Say yes or no on whether the comments on the diving incident agree with each of these statements, quoting the deciding words for each: (a) a man in his mid 50s diving is called a geezer diving; (b) a Kirby Morgan band mask or helmet is named as the best thing he could have used; (c) the record attempt was expected to reveal something new about the effects of depth.

### Quoted text
=-=-=
Mid 50s is a geezer diving. What was he thinking? Granted, he could be extremely healthy for a 50+ year old man. But that is still a geezer. A woman at around 55 to 60 is still a fine beauty if she cares for herself. For a man, even if taking care of himself, that is a geezer diving. He should have not attempted that. Rest in peace Guy Garmon.
Diving in such depth is not the smarter thing in the world without special training and experience. The best that he had to do is to use a Kirby Morgan band mask or Helmet.
I can't even watch this. Go read the ScubaBoard threads on this incident properly and re-do this video. There is *nothing* new that was going to be discovered by his record attempt. The effects of depth on the human body are already *well* documented and understood from military and commercial diving and experiments.
=-=-=
### Listed records

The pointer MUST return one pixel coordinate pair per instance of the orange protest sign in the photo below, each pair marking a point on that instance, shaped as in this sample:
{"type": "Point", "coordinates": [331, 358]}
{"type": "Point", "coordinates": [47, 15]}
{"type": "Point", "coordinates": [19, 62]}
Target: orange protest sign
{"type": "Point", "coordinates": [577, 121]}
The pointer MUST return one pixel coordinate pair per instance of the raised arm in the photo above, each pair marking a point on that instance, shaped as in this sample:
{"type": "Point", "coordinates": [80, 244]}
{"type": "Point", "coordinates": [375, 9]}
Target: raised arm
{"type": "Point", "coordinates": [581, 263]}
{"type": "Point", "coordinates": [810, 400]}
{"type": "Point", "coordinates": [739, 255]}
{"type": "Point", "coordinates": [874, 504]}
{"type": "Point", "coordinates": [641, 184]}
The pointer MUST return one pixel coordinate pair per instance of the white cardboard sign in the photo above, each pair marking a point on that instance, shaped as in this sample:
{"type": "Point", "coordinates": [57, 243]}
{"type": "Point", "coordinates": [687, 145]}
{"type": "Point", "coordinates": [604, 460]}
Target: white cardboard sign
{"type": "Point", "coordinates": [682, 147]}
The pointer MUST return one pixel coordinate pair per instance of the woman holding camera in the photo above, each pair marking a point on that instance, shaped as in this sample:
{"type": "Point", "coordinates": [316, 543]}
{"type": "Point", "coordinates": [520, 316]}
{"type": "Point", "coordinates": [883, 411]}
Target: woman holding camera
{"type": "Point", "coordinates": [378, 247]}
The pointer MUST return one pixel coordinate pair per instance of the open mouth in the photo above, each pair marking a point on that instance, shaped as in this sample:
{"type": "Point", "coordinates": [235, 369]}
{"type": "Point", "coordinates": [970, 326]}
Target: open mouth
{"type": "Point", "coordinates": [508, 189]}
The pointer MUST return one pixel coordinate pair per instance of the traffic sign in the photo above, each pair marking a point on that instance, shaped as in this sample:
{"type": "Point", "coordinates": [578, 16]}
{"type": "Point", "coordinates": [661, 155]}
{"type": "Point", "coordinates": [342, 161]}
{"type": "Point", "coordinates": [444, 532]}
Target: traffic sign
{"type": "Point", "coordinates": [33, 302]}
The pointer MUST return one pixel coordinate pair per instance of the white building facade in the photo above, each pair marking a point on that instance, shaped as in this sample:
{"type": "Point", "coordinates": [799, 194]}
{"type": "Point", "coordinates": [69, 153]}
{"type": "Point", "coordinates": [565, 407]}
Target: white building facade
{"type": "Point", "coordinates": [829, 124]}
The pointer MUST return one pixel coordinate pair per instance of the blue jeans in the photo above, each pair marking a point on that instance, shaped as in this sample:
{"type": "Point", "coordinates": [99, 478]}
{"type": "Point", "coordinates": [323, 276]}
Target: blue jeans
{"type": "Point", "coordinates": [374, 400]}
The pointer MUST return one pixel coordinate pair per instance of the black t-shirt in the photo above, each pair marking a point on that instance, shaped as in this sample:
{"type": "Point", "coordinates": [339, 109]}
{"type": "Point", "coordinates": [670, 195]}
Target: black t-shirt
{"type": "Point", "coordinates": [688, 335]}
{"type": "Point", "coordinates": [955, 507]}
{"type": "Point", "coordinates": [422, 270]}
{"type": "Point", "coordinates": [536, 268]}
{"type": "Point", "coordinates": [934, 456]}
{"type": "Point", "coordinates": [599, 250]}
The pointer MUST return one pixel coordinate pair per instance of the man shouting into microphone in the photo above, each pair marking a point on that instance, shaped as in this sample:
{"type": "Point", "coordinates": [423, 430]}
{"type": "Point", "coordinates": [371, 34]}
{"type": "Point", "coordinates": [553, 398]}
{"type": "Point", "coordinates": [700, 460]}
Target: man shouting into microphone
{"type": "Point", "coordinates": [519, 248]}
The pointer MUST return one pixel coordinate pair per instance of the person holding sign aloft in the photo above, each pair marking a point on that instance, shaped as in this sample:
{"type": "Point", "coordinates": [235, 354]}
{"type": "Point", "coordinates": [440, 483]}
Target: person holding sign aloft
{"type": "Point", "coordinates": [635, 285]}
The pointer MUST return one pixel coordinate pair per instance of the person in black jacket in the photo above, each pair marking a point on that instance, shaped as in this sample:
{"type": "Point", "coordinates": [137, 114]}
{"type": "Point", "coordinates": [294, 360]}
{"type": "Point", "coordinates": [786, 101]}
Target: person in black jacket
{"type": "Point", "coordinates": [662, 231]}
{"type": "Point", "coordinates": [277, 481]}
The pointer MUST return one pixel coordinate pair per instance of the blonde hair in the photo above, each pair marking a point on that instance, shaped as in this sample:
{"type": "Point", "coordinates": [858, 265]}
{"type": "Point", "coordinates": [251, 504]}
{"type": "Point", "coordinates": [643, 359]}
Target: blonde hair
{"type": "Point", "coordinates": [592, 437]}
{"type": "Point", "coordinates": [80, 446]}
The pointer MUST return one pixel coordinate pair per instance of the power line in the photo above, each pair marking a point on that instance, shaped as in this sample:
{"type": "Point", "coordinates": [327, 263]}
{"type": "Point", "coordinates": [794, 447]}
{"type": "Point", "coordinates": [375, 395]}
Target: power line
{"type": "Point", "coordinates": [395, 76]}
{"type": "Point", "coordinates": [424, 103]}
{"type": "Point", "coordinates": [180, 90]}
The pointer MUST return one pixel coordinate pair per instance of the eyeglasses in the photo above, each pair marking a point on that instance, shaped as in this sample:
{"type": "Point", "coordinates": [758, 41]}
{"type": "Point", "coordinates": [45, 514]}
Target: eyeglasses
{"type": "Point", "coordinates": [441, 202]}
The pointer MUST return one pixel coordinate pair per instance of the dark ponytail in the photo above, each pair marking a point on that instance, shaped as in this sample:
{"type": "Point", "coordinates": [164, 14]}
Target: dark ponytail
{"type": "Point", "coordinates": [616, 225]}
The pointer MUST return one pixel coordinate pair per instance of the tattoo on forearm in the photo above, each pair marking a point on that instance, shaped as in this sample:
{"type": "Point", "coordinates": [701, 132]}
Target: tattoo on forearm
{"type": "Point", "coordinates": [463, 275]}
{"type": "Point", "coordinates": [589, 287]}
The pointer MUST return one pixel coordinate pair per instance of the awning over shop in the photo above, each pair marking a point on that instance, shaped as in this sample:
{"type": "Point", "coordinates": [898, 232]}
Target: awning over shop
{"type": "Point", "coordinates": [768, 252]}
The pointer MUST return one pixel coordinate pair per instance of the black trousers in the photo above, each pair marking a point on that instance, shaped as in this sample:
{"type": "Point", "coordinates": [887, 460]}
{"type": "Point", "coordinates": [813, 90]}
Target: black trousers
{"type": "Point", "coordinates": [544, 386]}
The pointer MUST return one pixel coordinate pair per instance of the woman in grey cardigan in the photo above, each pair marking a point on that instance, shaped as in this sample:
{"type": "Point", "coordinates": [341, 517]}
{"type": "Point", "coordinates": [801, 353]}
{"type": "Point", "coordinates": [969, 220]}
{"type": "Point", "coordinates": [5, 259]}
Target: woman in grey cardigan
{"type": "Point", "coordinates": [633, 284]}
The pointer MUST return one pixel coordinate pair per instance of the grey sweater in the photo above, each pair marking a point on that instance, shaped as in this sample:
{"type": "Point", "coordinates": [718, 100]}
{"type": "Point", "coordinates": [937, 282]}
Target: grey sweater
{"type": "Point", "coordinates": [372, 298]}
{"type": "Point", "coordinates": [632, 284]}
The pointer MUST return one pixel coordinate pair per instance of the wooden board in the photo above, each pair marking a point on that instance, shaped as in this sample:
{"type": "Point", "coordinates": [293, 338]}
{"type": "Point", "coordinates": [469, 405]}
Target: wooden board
=-=-=
### Output for this exercise
(a) Yes: "Mid 50s is a geezer diving."
(b) Yes: "The best that he had to do is to use a Kirby Morgan band mask or Helmet."
(c) No: "There is *nothing* new that was going to be discovered by his record attempt."